- _STATED PROBLEM_
Duplicate the records below verbatim, from their first line through the line containing "[238,223,284,316]". Omit the pictures from the copy.

++++ RECORD EXTRACTS ++++

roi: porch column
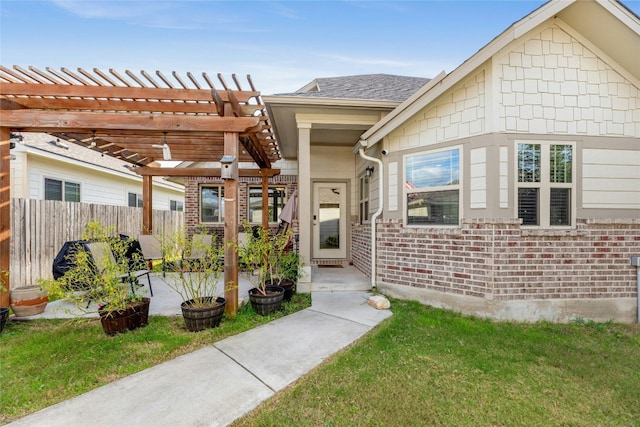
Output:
[298,123,313,283]
[223,132,240,319]
[0,127,11,307]
[142,175,153,234]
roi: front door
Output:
[313,182,348,258]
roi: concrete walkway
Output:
[9,288,391,427]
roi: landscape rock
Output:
[369,295,391,310]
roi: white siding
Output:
[387,70,485,151]
[582,149,640,210]
[388,162,400,212]
[23,156,184,210]
[494,24,640,137]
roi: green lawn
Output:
[0,294,311,424]
[234,301,640,426]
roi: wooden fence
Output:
[10,198,184,288]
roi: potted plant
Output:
[162,231,226,332]
[40,222,150,335]
[0,270,9,334]
[267,229,300,301]
[9,285,49,317]
[238,223,284,316]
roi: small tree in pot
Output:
[238,223,286,316]
[162,231,226,331]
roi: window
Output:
[169,200,184,212]
[517,143,574,227]
[248,187,286,223]
[404,148,460,225]
[129,193,142,208]
[205,185,224,222]
[44,178,80,202]
[358,175,369,224]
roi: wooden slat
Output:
[0,110,259,132]
[0,82,257,103]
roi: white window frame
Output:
[127,191,144,208]
[513,139,577,230]
[198,184,225,224]
[247,184,287,224]
[358,172,371,224]
[402,145,464,228]
[42,176,82,203]
[169,199,184,212]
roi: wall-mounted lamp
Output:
[151,132,171,160]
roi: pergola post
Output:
[223,132,240,318]
[262,171,270,230]
[142,175,153,234]
[0,127,11,307]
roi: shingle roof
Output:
[275,74,430,101]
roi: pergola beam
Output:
[130,166,280,178]
[0,110,259,132]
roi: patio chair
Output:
[87,242,153,296]
[138,234,166,277]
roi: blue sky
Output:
[0,0,640,95]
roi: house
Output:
[262,0,640,322]
[11,132,184,211]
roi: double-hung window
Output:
[248,186,286,223]
[44,178,80,202]
[205,185,224,222]
[404,148,460,225]
[127,193,142,208]
[517,141,575,227]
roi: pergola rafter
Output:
[0,65,280,315]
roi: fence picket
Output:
[9,198,184,288]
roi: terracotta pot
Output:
[9,285,49,317]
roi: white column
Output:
[298,123,313,282]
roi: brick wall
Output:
[377,219,640,300]
[351,224,371,277]
[184,175,298,242]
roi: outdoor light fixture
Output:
[151,132,171,160]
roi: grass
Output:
[0,294,311,424]
[233,301,640,427]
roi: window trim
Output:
[512,139,578,230]
[358,172,371,224]
[402,145,464,228]
[42,176,82,203]
[127,191,144,208]
[247,184,288,224]
[198,184,225,224]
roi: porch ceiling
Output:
[0,65,280,168]
[264,95,399,159]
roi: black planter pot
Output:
[0,307,9,334]
[180,297,227,332]
[98,298,151,335]
[265,279,295,301]
[249,286,284,316]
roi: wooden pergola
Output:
[0,65,280,316]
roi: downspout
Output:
[359,140,384,288]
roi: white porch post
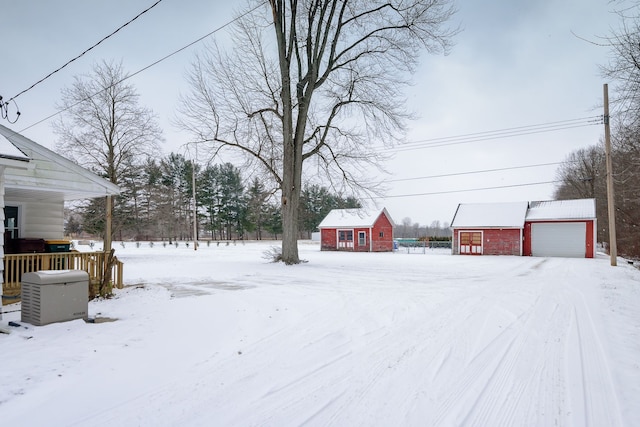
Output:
[0,166,5,320]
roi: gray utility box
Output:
[22,270,89,326]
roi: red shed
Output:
[451,202,528,255]
[524,199,596,258]
[451,199,596,258]
[318,209,393,252]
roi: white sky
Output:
[0,0,618,225]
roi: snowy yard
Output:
[0,242,640,426]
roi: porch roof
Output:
[451,202,528,228]
[0,125,120,200]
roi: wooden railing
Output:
[2,252,123,302]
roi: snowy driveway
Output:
[0,244,640,426]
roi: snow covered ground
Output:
[0,242,640,426]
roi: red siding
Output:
[320,212,393,252]
[372,212,393,252]
[482,228,520,255]
[452,228,521,255]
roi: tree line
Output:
[555,1,640,259]
[65,153,362,241]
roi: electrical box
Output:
[22,270,89,326]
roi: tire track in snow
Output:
[571,289,622,427]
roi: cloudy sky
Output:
[0,0,619,225]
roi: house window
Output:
[338,230,353,242]
[4,206,20,239]
[358,231,367,246]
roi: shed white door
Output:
[531,222,587,258]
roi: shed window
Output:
[338,230,353,242]
[4,206,20,239]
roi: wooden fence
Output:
[2,252,123,302]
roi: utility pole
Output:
[604,83,618,267]
[191,158,198,251]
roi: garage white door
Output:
[531,222,587,258]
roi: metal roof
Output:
[318,208,393,228]
[526,199,596,221]
[451,202,528,228]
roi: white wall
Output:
[5,198,64,239]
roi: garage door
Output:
[531,222,587,258]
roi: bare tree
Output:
[54,62,162,241]
[181,0,457,264]
[54,61,162,184]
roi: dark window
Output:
[338,230,353,242]
[4,206,20,239]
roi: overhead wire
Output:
[373,180,561,199]
[7,0,162,103]
[378,115,603,152]
[21,2,264,132]
[385,162,564,182]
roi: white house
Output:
[0,125,120,319]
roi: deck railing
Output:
[2,252,123,302]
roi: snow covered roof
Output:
[451,202,529,228]
[0,130,29,162]
[527,199,596,221]
[0,125,120,200]
[318,208,393,228]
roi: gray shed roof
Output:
[318,208,393,228]
[527,199,596,221]
[451,202,528,228]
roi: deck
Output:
[2,252,123,304]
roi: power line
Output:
[20,3,263,132]
[7,0,162,104]
[379,116,602,152]
[374,181,561,199]
[386,162,566,182]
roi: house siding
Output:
[0,167,4,320]
[3,198,64,239]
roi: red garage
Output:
[318,209,393,252]
[451,199,596,258]
[524,199,596,258]
[451,202,528,255]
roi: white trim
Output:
[336,228,355,249]
[458,229,484,255]
[358,231,371,246]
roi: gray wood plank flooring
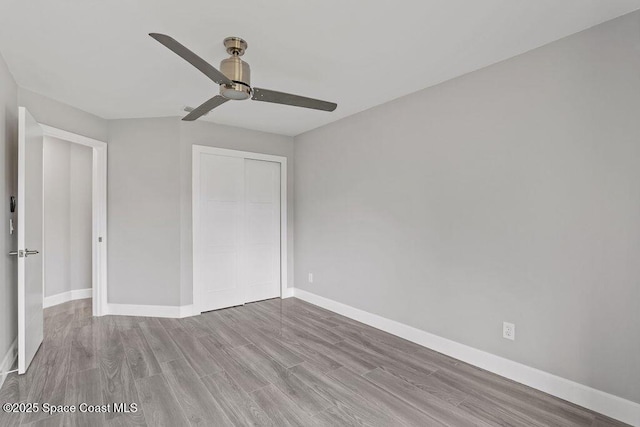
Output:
[0,298,624,427]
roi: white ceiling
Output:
[0,0,640,135]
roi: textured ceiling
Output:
[0,0,640,135]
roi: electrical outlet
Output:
[502,322,516,341]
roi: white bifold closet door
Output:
[194,153,280,311]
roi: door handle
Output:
[9,249,40,258]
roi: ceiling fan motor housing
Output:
[220,37,251,100]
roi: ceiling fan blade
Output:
[149,33,233,85]
[251,87,338,111]
[182,95,228,122]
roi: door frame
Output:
[40,123,107,316]
[191,145,289,314]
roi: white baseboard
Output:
[106,303,195,319]
[294,289,640,426]
[280,288,294,299]
[0,337,18,392]
[44,288,93,308]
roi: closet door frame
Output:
[191,145,290,314]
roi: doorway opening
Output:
[40,124,107,316]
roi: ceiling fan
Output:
[149,33,338,121]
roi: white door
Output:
[16,107,44,374]
[243,159,280,302]
[193,151,281,312]
[193,153,245,311]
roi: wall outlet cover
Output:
[502,322,516,341]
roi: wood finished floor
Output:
[0,298,624,427]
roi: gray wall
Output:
[18,88,108,141]
[108,117,293,305]
[107,118,180,305]
[295,13,640,402]
[0,51,18,374]
[44,137,93,296]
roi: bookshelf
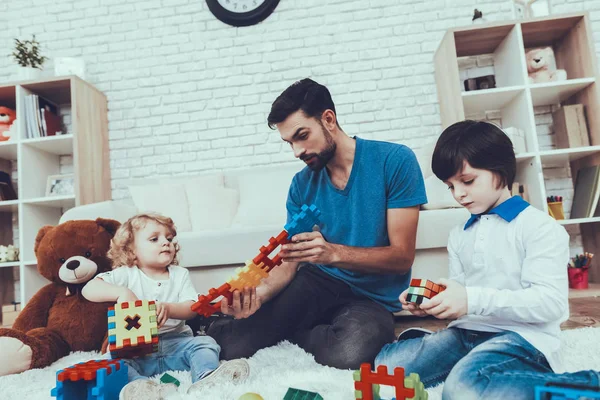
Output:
[0,76,111,306]
[434,12,600,282]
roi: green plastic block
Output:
[283,388,323,400]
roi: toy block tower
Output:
[108,300,158,358]
[50,360,128,400]
[406,279,446,304]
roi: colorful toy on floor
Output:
[238,393,265,400]
[406,279,446,304]
[50,360,128,400]
[535,382,600,400]
[108,300,158,358]
[160,372,181,387]
[283,388,323,400]
[192,204,321,317]
[354,363,428,400]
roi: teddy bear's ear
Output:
[96,218,121,236]
[33,225,54,253]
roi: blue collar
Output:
[464,196,529,230]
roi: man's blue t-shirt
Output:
[287,137,427,311]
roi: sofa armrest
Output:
[59,200,137,224]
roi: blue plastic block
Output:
[284,204,321,239]
[50,360,128,400]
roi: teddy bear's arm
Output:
[13,283,57,332]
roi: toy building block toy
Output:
[283,388,323,400]
[108,300,158,358]
[160,372,181,387]
[406,279,446,304]
[354,363,428,400]
[50,360,128,400]
[191,204,321,317]
[535,382,600,400]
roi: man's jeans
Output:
[125,332,221,383]
[375,328,600,400]
[207,264,394,369]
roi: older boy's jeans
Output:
[125,332,221,383]
[375,328,600,400]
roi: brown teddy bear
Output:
[525,47,567,83]
[0,218,120,376]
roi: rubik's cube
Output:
[406,279,446,304]
[108,300,158,358]
[192,204,321,317]
[50,360,128,400]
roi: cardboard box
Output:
[552,104,590,149]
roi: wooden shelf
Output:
[540,146,600,165]
[462,86,525,115]
[23,195,75,208]
[0,261,21,268]
[529,78,596,107]
[0,200,19,212]
[21,134,73,156]
[0,138,17,160]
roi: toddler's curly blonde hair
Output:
[108,213,179,268]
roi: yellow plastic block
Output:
[227,260,269,292]
[108,300,158,352]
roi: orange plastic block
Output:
[56,360,121,382]
[354,363,415,400]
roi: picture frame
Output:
[46,174,75,197]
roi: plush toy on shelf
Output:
[0,107,17,142]
[525,47,567,83]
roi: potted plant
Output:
[12,35,48,79]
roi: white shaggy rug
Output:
[0,328,600,400]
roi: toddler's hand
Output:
[221,288,261,319]
[117,287,138,303]
[421,279,468,319]
[156,302,171,328]
[399,289,427,317]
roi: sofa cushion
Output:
[186,184,239,232]
[129,183,192,232]
[233,164,300,228]
[421,175,461,210]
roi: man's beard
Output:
[300,125,337,171]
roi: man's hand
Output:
[421,279,468,319]
[117,287,139,303]
[398,289,427,317]
[279,232,338,264]
[221,288,261,319]
[156,302,171,328]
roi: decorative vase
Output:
[567,268,588,289]
[18,67,42,81]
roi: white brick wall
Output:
[0,0,600,255]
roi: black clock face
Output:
[206,0,279,26]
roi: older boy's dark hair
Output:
[267,78,339,129]
[431,120,517,187]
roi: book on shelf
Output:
[24,94,61,139]
[571,165,600,219]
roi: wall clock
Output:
[206,0,279,26]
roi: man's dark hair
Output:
[431,120,517,187]
[267,78,339,129]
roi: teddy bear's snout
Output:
[67,260,79,270]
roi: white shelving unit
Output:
[0,76,111,306]
[435,13,600,281]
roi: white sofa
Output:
[60,145,468,293]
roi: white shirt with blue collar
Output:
[448,196,569,372]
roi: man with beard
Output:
[207,79,427,369]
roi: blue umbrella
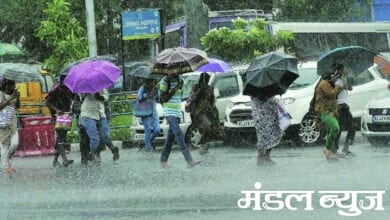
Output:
[196,58,232,73]
[317,46,376,75]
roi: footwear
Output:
[341,147,356,156]
[256,149,267,165]
[189,160,202,168]
[112,147,119,161]
[323,148,339,160]
[91,151,100,166]
[58,144,74,167]
[62,159,74,167]
[264,149,276,165]
[160,162,169,169]
[4,164,15,173]
[199,144,209,154]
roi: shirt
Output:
[159,77,183,118]
[80,89,108,120]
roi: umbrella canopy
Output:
[317,46,376,75]
[0,43,25,57]
[0,63,42,82]
[151,47,208,75]
[197,58,232,73]
[129,66,157,79]
[242,51,299,99]
[64,60,121,93]
[60,56,116,75]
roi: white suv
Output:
[130,65,248,148]
[224,62,388,144]
[361,91,390,145]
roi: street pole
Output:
[85,0,97,57]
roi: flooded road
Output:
[0,135,390,220]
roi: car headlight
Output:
[226,101,234,109]
[131,116,142,126]
[282,97,295,105]
[363,104,370,115]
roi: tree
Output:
[201,18,294,62]
[36,0,88,73]
[203,0,273,13]
[184,0,208,48]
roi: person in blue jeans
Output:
[159,73,201,168]
[135,79,160,153]
[79,89,119,165]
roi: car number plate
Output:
[372,115,390,122]
[237,120,255,127]
[134,134,145,140]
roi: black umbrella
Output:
[317,46,376,75]
[242,51,299,99]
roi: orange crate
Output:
[14,126,55,157]
[22,116,54,128]
[27,82,42,98]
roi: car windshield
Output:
[289,68,320,90]
[182,75,200,100]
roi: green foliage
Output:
[201,18,294,62]
[275,0,372,22]
[36,0,88,73]
[111,94,132,113]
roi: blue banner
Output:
[122,9,161,40]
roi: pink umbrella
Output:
[196,58,232,73]
[64,60,121,93]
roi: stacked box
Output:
[27,82,42,98]
[22,116,53,128]
[16,83,27,97]
[14,126,55,157]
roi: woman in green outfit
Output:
[315,63,344,159]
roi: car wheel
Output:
[298,113,326,145]
[367,137,389,146]
[185,125,202,149]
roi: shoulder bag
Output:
[0,105,15,128]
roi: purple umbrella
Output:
[64,60,121,93]
[196,58,232,73]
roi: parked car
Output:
[130,65,248,148]
[224,62,388,144]
[360,91,390,145]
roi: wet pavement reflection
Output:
[0,135,390,219]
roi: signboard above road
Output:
[122,9,161,40]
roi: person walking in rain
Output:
[331,64,355,155]
[46,75,74,167]
[188,72,219,154]
[135,79,160,153]
[251,91,283,165]
[79,89,119,165]
[0,79,20,173]
[159,73,200,168]
[315,63,344,159]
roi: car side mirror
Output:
[214,88,221,98]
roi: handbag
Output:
[278,102,291,131]
[184,88,201,113]
[55,113,72,130]
[0,105,15,128]
[134,99,153,117]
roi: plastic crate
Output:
[14,126,55,157]
[22,116,53,128]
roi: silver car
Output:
[361,91,390,145]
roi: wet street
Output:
[0,134,390,220]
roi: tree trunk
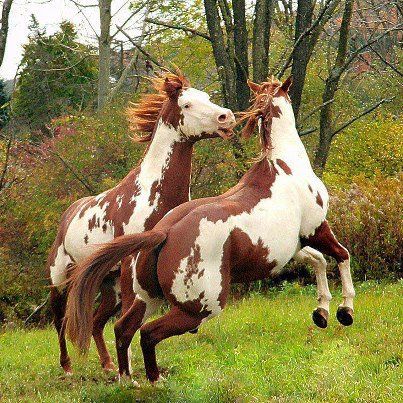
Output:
[98,0,112,110]
[204,0,238,111]
[232,0,250,110]
[106,5,150,102]
[314,0,354,175]
[0,0,13,66]
[290,0,315,121]
[252,0,273,83]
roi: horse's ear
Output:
[241,116,257,139]
[163,77,182,99]
[281,76,292,92]
[248,80,260,94]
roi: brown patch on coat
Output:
[230,228,277,283]
[276,158,292,175]
[316,192,323,208]
[88,214,97,231]
[301,220,350,263]
[155,159,279,312]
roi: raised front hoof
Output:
[150,374,166,386]
[336,306,354,326]
[62,362,73,376]
[102,361,117,373]
[116,374,140,388]
[312,308,329,329]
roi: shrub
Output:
[329,172,403,280]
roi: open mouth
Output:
[217,127,234,139]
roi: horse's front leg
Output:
[115,296,163,378]
[294,246,332,329]
[301,221,355,326]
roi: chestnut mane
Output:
[239,76,282,160]
[126,70,190,143]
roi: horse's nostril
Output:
[218,113,227,122]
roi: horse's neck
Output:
[271,97,312,171]
[137,121,193,208]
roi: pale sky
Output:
[0,0,141,79]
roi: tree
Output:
[0,0,13,66]
[314,0,402,175]
[11,20,97,133]
[70,0,154,111]
[98,0,112,110]
[0,79,10,129]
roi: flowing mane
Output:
[239,76,282,160]
[126,70,190,143]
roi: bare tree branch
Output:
[145,18,211,41]
[369,46,403,77]
[298,127,318,137]
[107,6,150,102]
[70,0,99,40]
[299,98,334,126]
[0,132,14,191]
[0,0,13,66]
[111,1,151,39]
[339,24,403,74]
[277,0,339,78]
[116,25,164,67]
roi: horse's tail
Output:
[65,230,167,354]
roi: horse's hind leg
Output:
[50,287,73,375]
[140,307,203,383]
[301,221,355,326]
[92,278,120,371]
[294,246,332,328]
[115,297,162,377]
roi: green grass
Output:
[0,282,403,403]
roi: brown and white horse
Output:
[47,74,235,373]
[66,76,354,382]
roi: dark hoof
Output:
[336,306,353,326]
[312,308,329,329]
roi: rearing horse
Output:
[66,76,355,382]
[47,73,235,373]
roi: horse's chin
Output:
[216,127,234,140]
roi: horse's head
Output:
[128,73,235,142]
[162,77,235,141]
[240,77,293,151]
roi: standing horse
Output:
[66,76,354,382]
[47,74,235,373]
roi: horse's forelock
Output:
[126,70,190,143]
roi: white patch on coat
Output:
[64,121,180,261]
[123,121,181,234]
[50,244,73,287]
[171,97,328,317]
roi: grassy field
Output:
[0,282,403,403]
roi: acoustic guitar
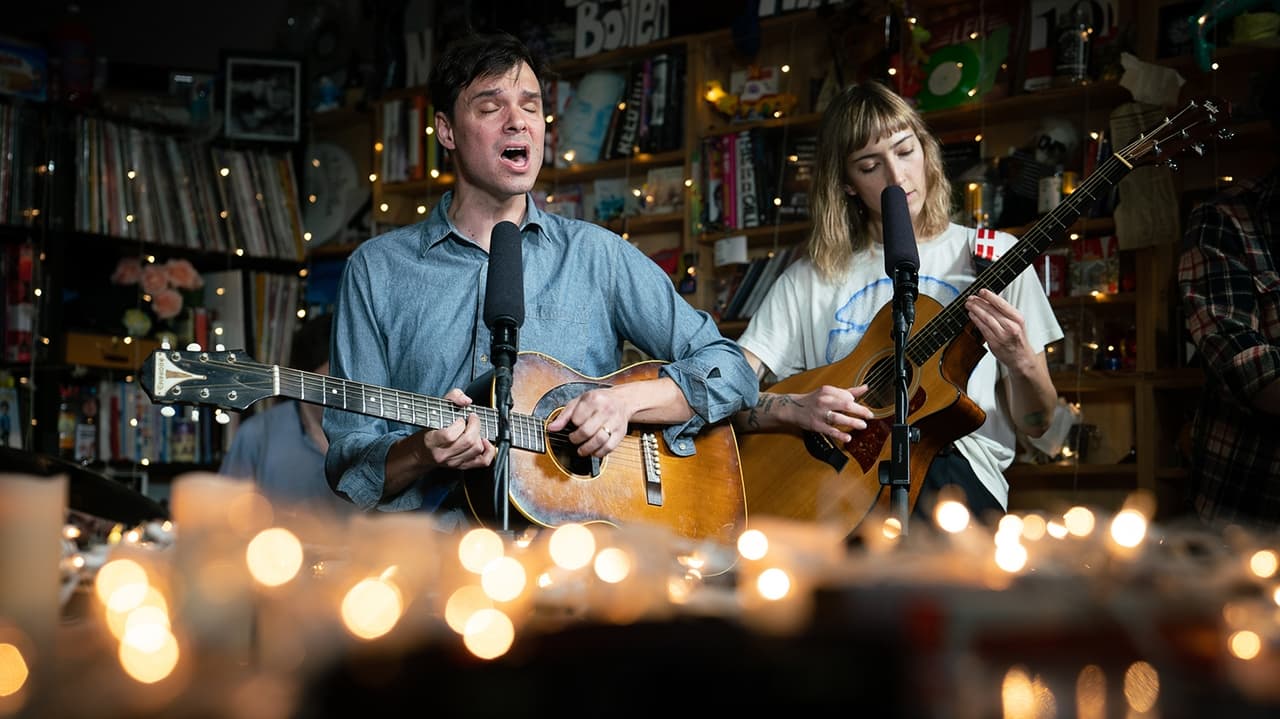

++++

- _REPLY_
roi: porch column
Output:
[298,123,313,283]
[223,132,240,319]
[0,127,11,307]
[142,175,153,234]
roi: front door
Output:
[313,182,348,258]
roi: concrete walkway
Output:
[9,288,391,427]
roi: landscape rock
Output:
[369,295,391,310]
roi: white siding
Output:
[387,70,485,151]
[582,149,640,210]
[388,162,400,212]
[23,156,184,210]
[494,24,640,137]
roi: green lawn
Output:
[0,294,311,424]
[234,301,640,426]
roi: wooden fence
Output:
[10,198,184,288]
roi: potted plant
Output:
[162,231,226,332]
[40,222,150,335]
[0,270,9,334]
[267,229,300,301]
[9,285,49,317]
[238,223,284,316]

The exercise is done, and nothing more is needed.